Texto →
• • • • • • •

# Problema con interfaz wi-fi

## Luciernaga

Tengo esta interfaz inalámbrica (SMC EZ Connect N - SMCWUSB-N2) ... http://www.smc.com/index.cfm?event=viewProduct&localeCode=EN_USA&cid=5&scid=117&pid=1694 ... en la que Gentoo no me reconoce, configurando el núcleo no encuentro el driver adecuado posiblemente porque no cargó el firmware en el inicio ...

Entonces pregunto:

¿Cómo se carga el firmware apropiado y luego cómo podré aplicar la configuración?

Antes de escribir este mensaje le he dado mil vueltas para encontrar una solución que hasta este momento ha sido negativa, en cambio con otra interfaz que tengo (DWL-G122) no he tenido ningún problema.

Las diferencias entre las dos interfaces me obligan a tener dos frecuencias, mientras que la primera es la del Router y la de la segunda interfaz es la de un AccesPoint que no deseo encender por engorroso, si no es imprescindible.

Muchas gracias por vuestras respuestas, saludetes  :Smile: 

----------

## quilosaq

Si es un problema de firmware quedará anotado en la salida de dmesg. La mayoría del firmware necesario para los distintos drivers se instala con el paquete linux-firmware.

----------

• • • • • • •

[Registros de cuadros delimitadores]
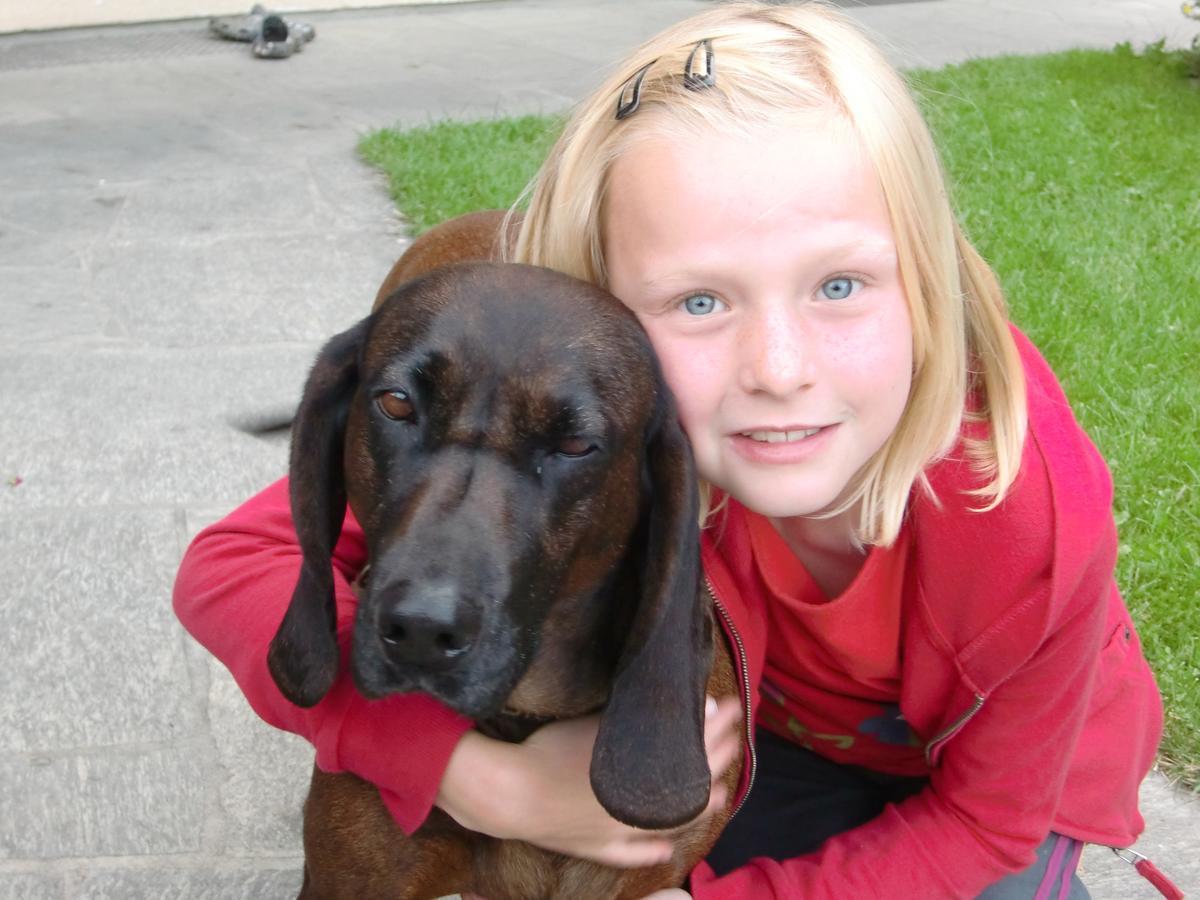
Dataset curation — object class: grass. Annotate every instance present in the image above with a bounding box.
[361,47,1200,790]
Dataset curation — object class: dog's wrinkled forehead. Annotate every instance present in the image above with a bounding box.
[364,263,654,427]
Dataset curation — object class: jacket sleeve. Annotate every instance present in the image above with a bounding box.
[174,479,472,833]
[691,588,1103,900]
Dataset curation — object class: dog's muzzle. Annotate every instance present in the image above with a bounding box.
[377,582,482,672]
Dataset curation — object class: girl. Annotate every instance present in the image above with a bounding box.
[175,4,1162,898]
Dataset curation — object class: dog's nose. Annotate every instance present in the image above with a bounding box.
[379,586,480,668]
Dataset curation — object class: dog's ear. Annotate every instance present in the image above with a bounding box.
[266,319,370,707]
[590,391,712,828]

• • • • • • •

Ejercicio escrito 1 →
Enumera todos los aparatos de red que se mencionan en el hilo del foro.
Ejercicio escrito 2 →
Reproduce tal cual el fragmento del hilo del foro que arranca en las palabras "Muchas gracias por" y termina después de "el paquete linux-firmware.".

Resultado del ejercicio 1 →
- SMC EZ Connect N (SMCWUSB-N2)
- DWL-G122
- Router
- AccesPoint

Resultado del ejercicio 2 →
Muchas gracias por vuestras respuestas, saludetes  :Smile: 

----------

## quilosaq

Si es un problema de firmware quedará anotado en la salida de dmesg. La mayoría del firmware necesario para los distintos drivers se instala con el paquete linux-firmware.